§ **Given passage**
==========
Prometheus (20th Century Fox, 2012), Ridley Scott Returns to Space With Alien Prequel

Director Ridley Scott's amazing career would ordinarily set expectations pretty high for any new movie he directs, but since this is Scott's first science fiction film since his groundbreaking Blade Runner thirty years ago, this looked to be a special movie. On the surface, Blade Runner was the story of Harrison Ford's police detective trying to find and kill four renegade androids that were so much like humans, it was hard to tell the difference. What the movie was really about was nothing less than life, death, and what it means to be human.

Prometheus is well done by almost every measure. It's extremely well directed with good cinematography, breathtaking artwork, gripping special effects, excellent acting, casting, and dialogue. Noomi Rapace excels in the lead role of scientist Elizabeth Shaw, proving that her great performance in the original Norwegian version of The Girl With the Dragon Tattoo was no fluke; she's got a brilliant acting career in front of her.
==========
§ **Available data**
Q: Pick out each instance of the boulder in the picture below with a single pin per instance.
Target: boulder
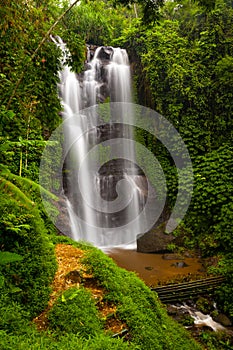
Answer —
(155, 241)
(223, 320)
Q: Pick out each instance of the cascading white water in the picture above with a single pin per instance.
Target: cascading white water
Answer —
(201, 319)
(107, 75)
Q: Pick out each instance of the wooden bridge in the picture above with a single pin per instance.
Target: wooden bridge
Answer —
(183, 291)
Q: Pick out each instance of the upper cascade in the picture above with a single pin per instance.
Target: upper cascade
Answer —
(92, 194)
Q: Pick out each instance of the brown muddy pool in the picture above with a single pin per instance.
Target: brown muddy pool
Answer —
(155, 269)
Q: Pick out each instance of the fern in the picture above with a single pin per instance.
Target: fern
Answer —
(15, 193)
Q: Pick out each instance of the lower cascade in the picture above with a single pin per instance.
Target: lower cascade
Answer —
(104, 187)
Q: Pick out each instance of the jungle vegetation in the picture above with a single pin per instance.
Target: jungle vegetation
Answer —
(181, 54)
==========
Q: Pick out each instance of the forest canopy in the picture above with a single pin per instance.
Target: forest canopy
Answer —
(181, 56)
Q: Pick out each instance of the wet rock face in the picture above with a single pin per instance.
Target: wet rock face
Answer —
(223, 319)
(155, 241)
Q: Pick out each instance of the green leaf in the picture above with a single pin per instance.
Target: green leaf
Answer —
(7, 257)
==========
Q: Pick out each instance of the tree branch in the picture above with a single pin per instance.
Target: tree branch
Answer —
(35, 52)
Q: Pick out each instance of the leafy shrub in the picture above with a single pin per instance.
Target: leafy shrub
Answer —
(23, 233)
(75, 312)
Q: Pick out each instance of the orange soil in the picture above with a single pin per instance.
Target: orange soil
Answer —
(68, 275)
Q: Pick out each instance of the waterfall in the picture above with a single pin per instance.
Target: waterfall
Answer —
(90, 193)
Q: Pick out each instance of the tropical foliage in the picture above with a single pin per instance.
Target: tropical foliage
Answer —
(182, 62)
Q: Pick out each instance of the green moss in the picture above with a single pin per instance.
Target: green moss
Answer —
==========
§ **Work task**
Copy the stretch of the Prometheus review above from "Prometheus (20th Century" through "to be human." word for word.

§ **Written answer**
Prometheus (20th Century Fox, 2012), Ridley Scott Returns to Space With Alien Prequel

Director Ridley Scott's amazing career would ordinarily set expectations pretty high for any new movie he directs, but since this is Scott's first science fiction film since his groundbreaking Blade Runner thirty years ago, this looked to be a special movie. On the surface, Blade Runner was the story of Harrison Ford's police detective trying to find and kill four renegade androids that were so much like humans, it was hard to tell the difference. What the movie was really about was nothing less than life, death, and what it means to be human.